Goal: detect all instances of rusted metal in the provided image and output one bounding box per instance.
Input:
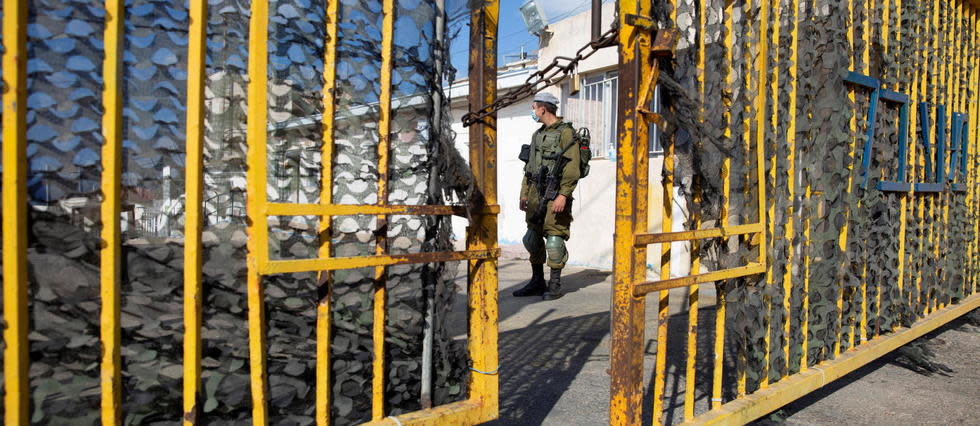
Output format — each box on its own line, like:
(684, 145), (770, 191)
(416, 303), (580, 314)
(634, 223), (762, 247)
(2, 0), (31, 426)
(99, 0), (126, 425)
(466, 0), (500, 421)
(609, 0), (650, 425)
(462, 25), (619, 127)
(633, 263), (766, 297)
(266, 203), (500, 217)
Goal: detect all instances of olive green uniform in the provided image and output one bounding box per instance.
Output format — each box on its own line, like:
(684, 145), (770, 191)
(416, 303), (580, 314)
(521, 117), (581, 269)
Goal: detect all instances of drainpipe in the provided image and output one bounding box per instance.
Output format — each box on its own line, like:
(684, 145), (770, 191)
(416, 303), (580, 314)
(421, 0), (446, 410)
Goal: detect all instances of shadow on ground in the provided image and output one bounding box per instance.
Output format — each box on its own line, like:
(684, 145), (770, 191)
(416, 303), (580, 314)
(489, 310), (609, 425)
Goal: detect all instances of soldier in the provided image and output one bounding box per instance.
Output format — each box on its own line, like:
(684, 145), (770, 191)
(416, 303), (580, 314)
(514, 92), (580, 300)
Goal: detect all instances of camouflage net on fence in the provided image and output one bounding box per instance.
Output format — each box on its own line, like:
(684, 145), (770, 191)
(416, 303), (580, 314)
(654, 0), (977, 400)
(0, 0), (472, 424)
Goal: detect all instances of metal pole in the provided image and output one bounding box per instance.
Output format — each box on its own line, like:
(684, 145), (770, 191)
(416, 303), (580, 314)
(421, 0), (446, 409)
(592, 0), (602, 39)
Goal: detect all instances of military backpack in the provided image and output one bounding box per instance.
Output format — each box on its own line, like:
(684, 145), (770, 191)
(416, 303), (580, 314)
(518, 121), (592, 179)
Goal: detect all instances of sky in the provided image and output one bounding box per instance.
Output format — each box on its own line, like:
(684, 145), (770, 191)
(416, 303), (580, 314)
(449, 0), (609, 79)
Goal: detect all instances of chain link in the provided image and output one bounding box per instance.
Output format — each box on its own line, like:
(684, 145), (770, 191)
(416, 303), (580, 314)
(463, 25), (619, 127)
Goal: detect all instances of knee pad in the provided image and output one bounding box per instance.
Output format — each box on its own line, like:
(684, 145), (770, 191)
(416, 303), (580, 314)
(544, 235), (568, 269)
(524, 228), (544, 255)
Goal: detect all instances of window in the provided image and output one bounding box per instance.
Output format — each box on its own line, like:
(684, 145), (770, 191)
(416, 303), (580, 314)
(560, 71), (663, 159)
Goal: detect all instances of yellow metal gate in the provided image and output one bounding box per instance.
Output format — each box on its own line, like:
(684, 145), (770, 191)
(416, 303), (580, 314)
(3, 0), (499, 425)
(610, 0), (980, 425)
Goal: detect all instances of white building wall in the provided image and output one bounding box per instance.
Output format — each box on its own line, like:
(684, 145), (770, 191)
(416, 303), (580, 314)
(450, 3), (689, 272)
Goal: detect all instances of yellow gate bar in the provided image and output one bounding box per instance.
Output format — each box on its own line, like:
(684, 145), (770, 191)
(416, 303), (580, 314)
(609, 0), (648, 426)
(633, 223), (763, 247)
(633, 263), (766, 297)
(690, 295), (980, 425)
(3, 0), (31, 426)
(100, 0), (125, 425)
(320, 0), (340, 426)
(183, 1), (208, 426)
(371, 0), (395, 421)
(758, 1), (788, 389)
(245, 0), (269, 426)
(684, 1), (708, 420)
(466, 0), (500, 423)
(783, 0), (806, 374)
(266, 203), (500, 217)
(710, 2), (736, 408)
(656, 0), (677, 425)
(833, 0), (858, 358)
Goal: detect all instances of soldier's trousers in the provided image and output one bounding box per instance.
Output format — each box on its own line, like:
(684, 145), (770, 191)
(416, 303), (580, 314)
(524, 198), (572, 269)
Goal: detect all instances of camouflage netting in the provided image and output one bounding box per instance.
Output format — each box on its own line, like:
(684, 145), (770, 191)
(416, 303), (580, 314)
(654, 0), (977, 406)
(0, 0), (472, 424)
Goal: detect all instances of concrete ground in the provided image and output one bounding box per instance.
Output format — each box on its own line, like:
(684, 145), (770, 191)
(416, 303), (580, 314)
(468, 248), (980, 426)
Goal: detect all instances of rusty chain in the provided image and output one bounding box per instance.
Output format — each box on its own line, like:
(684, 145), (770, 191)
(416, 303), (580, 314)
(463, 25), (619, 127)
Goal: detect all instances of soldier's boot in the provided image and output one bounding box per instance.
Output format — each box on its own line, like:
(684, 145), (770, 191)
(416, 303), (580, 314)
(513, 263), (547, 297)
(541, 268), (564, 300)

Short exercise – Retype all of the lines above exactly as they appear, omitting the picture from your answer.

Task result –
Goal: detect all instances of rusted metal in the provided image and output one bounding box per instance.
Input:
Output format — each box on its own line, like:
(684, 145), (770, 191)
(416, 303), (580, 314)
(634, 223), (762, 247)
(2, 0), (31, 426)
(99, 0), (126, 425)
(466, 0), (500, 421)
(609, 0), (650, 425)
(462, 25), (619, 127)
(633, 263), (766, 297)
(266, 203), (500, 217)
Goal: detect all instances of olive green uniform in the provided image and output one bounding box per instance.
Output format — each box on its own line, like:
(684, 145), (770, 191)
(416, 303), (580, 314)
(521, 117), (581, 269)
Goal: detect all instances of drainpipe in the provided image and output one bounding box per instance.
Output format — each box on its own line, like:
(684, 145), (770, 191)
(416, 303), (580, 314)
(421, 0), (446, 410)
Goal: detect all instances of shadow on ground in the provided image and output one bounding box per instance.
Output format — each box on its own line, like:
(684, 145), (770, 191)
(416, 303), (580, 314)
(489, 310), (609, 425)
Goal: detect all instances of soldier in the provided image and output one bounding box per instance.
Output format — each box on its own line, like:
(684, 145), (770, 191)
(416, 303), (580, 314)
(514, 92), (580, 300)
Goal: detect all instances of camouflage net on fence in the provided image and output one bounding box per instance.
Output format — each box on its own line, like:
(684, 145), (770, 191)
(416, 303), (580, 314)
(654, 0), (977, 400)
(0, 0), (472, 424)
Goal: detect all instances of metal pole in the provided image and output one bounding box per instance.
Output format — each box on its own line, like:
(684, 145), (770, 191)
(416, 303), (580, 314)
(421, 0), (446, 409)
(592, 0), (602, 39)
Goal: detect all instances of military backpack in the provided image and output one bounding box per instance.
Output format — each box on its own line, like:
(684, 145), (770, 191)
(416, 303), (580, 314)
(518, 121), (592, 179)
Goal: detect all instances of sky in the provided image and output one bounding box per instance.
Output format — each box on its own line, like:
(684, 145), (770, 191)
(416, 303), (580, 314)
(449, 0), (609, 79)
Goal: detect all instances of chain link in the provided image and output one bounding box per instance.
Output format — each box on its own line, like:
(684, 145), (770, 191)
(416, 303), (580, 314)
(463, 25), (619, 127)
Goal: detect all instances of knee pad in the provided image and output one bounding box per instance.
Output format — each box on its own line, like:
(684, 145), (770, 191)
(416, 303), (580, 314)
(544, 235), (568, 269)
(524, 228), (544, 255)
Goal: detect all instances of window in the provided image and output one bounding box per instance.
Output format — each box on its own line, like:
(684, 145), (770, 191)
(416, 303), (580, 314)
(560, 71), (663, 159)
Goal: detect all instances of yellow metal gate in the provided image and output one bounding box per instance.
Output format — each box on its own line, like:
(684, 145), (770, 191)
(416, 303), (580, 314)
(3, 0), (499, 425)
(610, 0), (980, 425)
Goal: detect all instances of white building wall in the provided image and output one bounding box per instance.
Output format — each box on its own line, like:
(684, 145), (770, 191)
(416, 303), (580, 314)
(450, 3), (689, 272)
Goal: detect all instances of yellow gate bar in the provided image and output one bounding box per instance.
Output format — each box on its own line, like:
(684, 145), (770, 191)
(416, 303), (580, 314)
(609, 0), (648, 426)
(633, 223), (763, 247)
(633, 263), (766, 297)
(690, 295), (980, 425)
(3, 0), (31, 426)
(100, 0), (125, 425)
(320, 0), (340, 426)
(183, 1), (208, 426)
(371, 0), (395, 421)
(758, 1), (788, 389)
(245, 0), (269, 426)
(684, 1), (708, 420)
(466, 0), (500, 423)
(783, 0), (806, 374)
(266, 203), (500, 217)
(710, 2), (736, 408)
(656, 0), (677, 425)
(833, 0), (858, 358)
Goal: detect all instances of soldier's trousers in the provided image and output one bounding box per instance.
Output format — each box on its own line, like:
(684, 145), (770, 191)
(416, 303), (580, 314)
(524, 198), (572, 269)
Goal: detect all instances of camouflage netting in the provided image and output one bounding box per instance.
Output format — each box on its own line, like:
(684, 145), (770, 191)
(416, 303), (580, 314)
(654, 0), (977, 406)
(0, 0), (472, 424)
Goal: detect all instances of concrete ground in the provided image and output one bounding box per instance.
Output format — each box on its own line, like:
(684, 145), (770, 191)
(416, 303), (580, 314)
(468, 248), (980, 426)
Goal: detect all instances of rusty chain in the provided image and output one bounding box per instance.
Output format — each box on its own line, like:
(684, 145), (770, 191)
(416, 303), (580, 314)
(463, 25), (619, 127)
Goal: detect all instances of soldier's boot in the provided image and output one bounding box per instance.
Output format — each box on its own line, like:
(684, 145), (770, 191)
(416, 303), (580, 314)
(513, 263), (547, 297)
(541, 268), (564, 300)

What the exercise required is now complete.